• [REQUIRED WORK]:
A: Answer these from the May 2020 economic update:
(i) What growth rate does the IMF forecast for the UK in 2020?
(ii) By what month is the world expected to be completely over the lockdown?
(iii) How many years did the economic expansion cycle that Covid-19 ended last?
B: Repeat everything in the May 2020 economic update from "Covid-19 signalled the" down to "or political turbulence.".

Mazars Economic Update - May 2020

Covid-19 signalled the death knell for an 11-year economic expansion cycle, the longest and one of the shallowest in post-WWII history. It is the fist time in recent history when a shock exogenous to the economic system causes a severe recession. The downturn during the “Great Lockdown” is forecasted to be the biggest since the 1930’s. This period includes one world war, Vietnam, the Nixon Shock and hyperinflation, other epidemics, natural disasters or political turbulence.

May 2020

  • The IMF is currently forecasting -3% global growth and -6.5% growth in the UK for 2020
  • Q2 data for the US (-4.8% Annualised GDP against expectations for -3.8%) already suggest that the hit is worse that expected, so risks are to the downside.  Data collection is problematic as many companies remain shut down.
  • The virus is slowing down.  Consumer sentiment indices, earnings expectations as well as current forecasts, suggest confidence that the shutdown will be temporary in nature and the world will be completely over the lockdown by September.
  • Individual economies (like the UK) are expected to move in lockstep with the rest of the world.

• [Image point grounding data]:
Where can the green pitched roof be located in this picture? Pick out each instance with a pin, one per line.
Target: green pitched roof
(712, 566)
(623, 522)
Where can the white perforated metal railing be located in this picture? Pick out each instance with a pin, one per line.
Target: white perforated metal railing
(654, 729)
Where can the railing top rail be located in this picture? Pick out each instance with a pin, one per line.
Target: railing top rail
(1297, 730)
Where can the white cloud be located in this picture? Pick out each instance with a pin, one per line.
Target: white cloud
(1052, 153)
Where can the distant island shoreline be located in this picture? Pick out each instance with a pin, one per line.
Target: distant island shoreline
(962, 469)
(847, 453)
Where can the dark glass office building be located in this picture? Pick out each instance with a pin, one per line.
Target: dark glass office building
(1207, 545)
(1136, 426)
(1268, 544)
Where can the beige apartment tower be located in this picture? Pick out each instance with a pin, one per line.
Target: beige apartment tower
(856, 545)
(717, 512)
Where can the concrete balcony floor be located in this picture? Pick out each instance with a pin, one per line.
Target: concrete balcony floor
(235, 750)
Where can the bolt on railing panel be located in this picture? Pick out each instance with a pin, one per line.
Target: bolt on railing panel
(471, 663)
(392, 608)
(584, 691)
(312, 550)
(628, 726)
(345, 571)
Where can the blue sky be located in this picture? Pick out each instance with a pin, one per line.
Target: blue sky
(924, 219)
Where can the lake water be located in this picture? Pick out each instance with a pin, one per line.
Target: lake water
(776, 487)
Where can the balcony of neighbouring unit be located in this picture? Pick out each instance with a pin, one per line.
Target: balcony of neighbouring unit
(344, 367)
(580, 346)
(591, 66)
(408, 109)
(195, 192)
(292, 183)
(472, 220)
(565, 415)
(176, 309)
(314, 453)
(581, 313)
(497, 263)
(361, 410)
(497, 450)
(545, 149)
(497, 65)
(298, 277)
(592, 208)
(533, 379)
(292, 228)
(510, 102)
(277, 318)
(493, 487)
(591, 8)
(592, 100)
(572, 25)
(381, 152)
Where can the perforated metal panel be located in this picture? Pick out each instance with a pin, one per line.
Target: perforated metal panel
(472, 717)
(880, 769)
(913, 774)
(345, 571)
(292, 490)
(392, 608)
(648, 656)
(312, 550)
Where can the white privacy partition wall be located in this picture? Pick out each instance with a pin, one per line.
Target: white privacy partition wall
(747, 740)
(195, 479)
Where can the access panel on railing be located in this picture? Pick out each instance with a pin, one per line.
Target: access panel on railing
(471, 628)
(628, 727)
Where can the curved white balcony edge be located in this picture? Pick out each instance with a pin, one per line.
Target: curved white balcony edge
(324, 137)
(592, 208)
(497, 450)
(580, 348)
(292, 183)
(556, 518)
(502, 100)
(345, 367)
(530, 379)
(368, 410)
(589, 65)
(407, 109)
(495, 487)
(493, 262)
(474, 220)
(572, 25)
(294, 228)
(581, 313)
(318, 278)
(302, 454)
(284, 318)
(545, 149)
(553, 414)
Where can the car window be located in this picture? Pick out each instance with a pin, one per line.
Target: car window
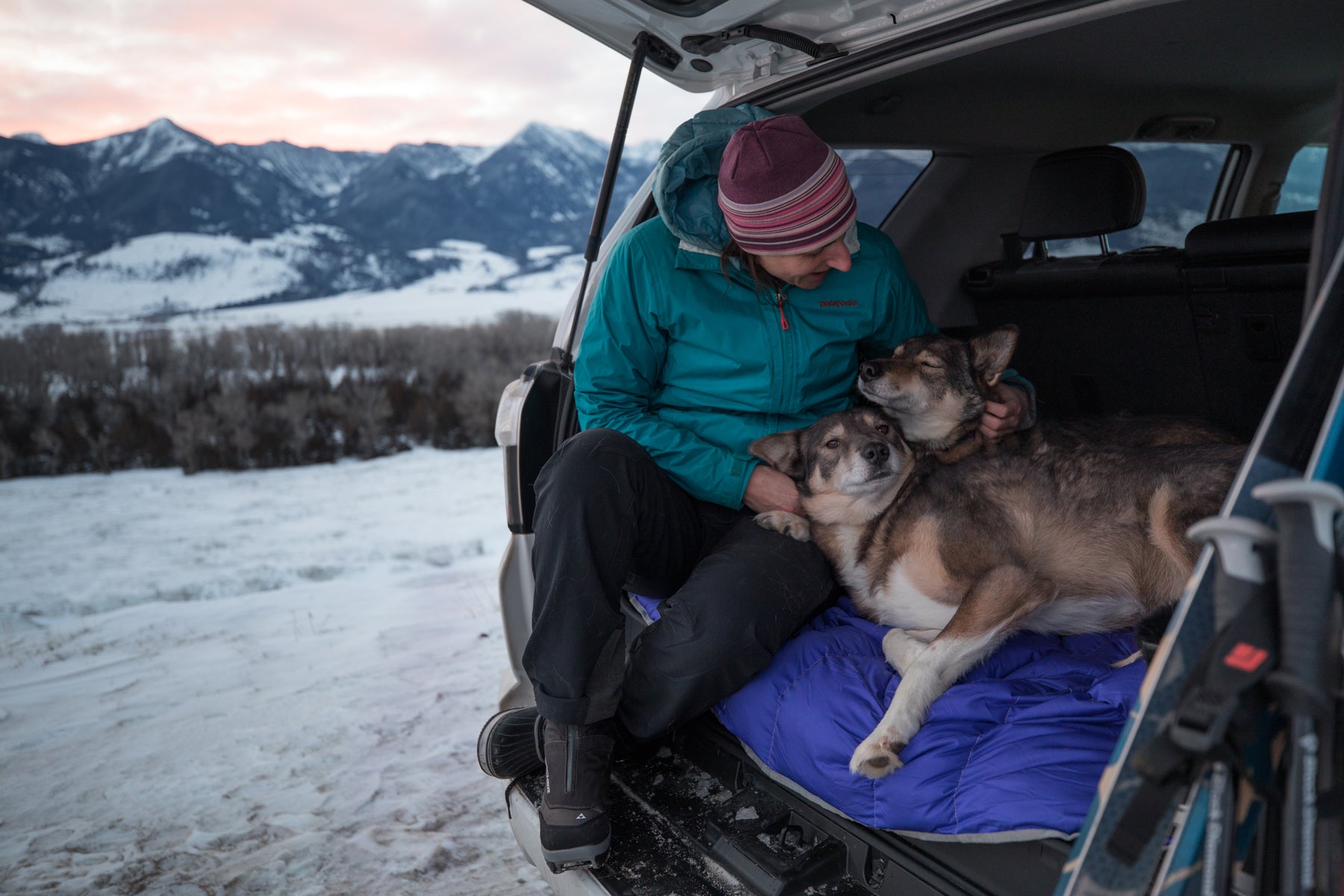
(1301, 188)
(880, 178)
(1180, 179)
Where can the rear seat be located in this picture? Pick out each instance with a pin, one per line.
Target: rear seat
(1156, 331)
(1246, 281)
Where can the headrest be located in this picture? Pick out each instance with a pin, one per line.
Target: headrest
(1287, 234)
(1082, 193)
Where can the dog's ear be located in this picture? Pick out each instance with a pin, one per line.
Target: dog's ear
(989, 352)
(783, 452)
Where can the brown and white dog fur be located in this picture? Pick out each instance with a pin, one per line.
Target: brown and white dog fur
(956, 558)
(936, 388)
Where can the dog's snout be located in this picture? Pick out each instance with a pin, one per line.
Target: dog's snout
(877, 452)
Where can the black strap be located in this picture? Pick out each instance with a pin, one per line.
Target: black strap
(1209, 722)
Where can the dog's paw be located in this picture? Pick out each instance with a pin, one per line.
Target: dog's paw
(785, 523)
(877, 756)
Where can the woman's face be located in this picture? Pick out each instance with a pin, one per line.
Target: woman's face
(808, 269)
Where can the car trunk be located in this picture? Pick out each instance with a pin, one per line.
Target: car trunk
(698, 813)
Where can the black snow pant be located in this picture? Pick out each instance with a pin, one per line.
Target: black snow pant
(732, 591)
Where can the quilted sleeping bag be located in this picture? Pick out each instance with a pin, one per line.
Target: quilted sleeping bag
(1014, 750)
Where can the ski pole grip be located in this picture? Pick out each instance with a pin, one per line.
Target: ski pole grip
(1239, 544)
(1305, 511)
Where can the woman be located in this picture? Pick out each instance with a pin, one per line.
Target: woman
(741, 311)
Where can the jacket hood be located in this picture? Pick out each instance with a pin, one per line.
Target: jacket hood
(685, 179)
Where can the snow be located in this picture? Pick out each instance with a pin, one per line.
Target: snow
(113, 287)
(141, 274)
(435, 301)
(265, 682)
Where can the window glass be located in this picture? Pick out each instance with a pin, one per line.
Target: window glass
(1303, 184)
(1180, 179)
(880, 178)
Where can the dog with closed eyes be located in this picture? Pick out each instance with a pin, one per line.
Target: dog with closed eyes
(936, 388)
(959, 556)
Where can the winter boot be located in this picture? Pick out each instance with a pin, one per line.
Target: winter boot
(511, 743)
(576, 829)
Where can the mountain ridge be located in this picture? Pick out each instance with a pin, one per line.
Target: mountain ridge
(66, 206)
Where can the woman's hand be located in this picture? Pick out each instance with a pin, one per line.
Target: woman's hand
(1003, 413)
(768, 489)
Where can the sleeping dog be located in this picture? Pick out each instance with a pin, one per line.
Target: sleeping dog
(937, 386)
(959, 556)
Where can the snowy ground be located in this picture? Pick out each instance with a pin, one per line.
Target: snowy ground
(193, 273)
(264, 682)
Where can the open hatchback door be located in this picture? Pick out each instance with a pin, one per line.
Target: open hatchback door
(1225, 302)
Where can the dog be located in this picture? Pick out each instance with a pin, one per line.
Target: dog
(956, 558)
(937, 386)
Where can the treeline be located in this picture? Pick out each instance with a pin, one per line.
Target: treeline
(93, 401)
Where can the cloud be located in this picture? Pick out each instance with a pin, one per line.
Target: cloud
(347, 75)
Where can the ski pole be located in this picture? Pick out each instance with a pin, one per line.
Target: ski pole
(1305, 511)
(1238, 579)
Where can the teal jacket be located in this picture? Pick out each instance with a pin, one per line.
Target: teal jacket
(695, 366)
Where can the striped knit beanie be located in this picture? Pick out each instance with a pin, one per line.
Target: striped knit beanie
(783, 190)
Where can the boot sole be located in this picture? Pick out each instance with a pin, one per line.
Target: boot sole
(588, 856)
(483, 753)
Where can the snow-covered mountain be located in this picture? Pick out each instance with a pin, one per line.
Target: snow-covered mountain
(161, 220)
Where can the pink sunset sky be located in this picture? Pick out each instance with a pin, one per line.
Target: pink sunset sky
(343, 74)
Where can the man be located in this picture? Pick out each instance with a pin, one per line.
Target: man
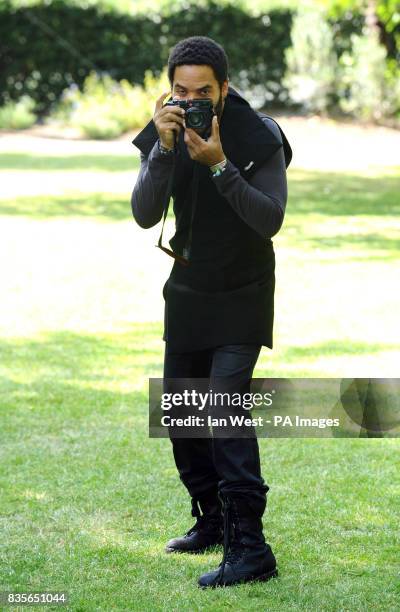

--

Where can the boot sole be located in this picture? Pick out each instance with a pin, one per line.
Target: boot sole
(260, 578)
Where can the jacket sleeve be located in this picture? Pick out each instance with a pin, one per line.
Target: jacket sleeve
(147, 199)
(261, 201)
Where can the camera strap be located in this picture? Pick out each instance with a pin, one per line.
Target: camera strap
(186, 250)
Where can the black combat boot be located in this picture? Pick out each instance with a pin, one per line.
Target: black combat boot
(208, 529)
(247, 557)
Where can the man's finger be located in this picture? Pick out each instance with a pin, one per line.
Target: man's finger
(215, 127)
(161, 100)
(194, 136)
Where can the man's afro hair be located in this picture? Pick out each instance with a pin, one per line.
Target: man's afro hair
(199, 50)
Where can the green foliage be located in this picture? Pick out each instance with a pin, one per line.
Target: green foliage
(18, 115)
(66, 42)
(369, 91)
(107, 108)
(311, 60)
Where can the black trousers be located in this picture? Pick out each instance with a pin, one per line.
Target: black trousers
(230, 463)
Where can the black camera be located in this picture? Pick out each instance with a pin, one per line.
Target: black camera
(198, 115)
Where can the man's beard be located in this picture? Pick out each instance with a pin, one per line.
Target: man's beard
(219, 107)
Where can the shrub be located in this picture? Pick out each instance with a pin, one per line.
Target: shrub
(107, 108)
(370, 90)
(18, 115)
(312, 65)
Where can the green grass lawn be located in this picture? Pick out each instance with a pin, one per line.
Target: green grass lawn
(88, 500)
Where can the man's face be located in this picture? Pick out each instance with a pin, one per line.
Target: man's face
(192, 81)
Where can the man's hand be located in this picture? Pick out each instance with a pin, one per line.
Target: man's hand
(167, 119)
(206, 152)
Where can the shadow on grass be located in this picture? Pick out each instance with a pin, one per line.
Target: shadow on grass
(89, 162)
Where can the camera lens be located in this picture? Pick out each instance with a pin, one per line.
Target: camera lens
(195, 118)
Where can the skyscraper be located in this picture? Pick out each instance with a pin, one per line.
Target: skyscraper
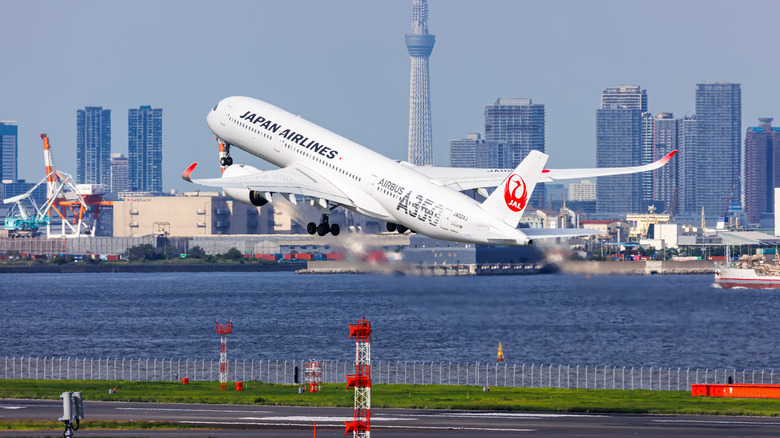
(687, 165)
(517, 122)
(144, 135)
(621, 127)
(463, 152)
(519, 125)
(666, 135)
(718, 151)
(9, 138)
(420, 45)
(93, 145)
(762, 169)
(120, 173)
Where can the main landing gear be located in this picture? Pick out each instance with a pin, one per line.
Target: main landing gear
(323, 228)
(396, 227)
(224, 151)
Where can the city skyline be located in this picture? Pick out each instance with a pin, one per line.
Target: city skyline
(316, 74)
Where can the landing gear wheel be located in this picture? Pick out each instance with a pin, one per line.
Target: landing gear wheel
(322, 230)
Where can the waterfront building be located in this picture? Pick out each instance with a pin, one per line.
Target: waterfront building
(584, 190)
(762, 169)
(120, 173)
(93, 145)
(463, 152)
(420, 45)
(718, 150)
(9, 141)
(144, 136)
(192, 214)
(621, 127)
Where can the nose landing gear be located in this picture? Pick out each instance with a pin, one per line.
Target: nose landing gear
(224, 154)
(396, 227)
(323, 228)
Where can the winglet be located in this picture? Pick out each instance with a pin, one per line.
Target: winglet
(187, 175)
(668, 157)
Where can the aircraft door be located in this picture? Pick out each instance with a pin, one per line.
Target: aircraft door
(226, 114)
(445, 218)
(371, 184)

• [EXPECTED RESULTS]:
A:
(i) -6.5%
(ii) September
(iii) 11 years

B:
Covid-19 signalled the death knell for an 11-year economic expansion cycle, the longest and one of the shallowest in post-WWII history. It is the fist time in recent history when a shock exogenous to the economic system causes a severe recession. The downturn during the “Great Lockdown” is forecasted to be the biggest since the 1930’s. This period includes one world war, Vietnam, the Nixon Shock and hyperinflation, other epidemics, natural disasters or political turbulence.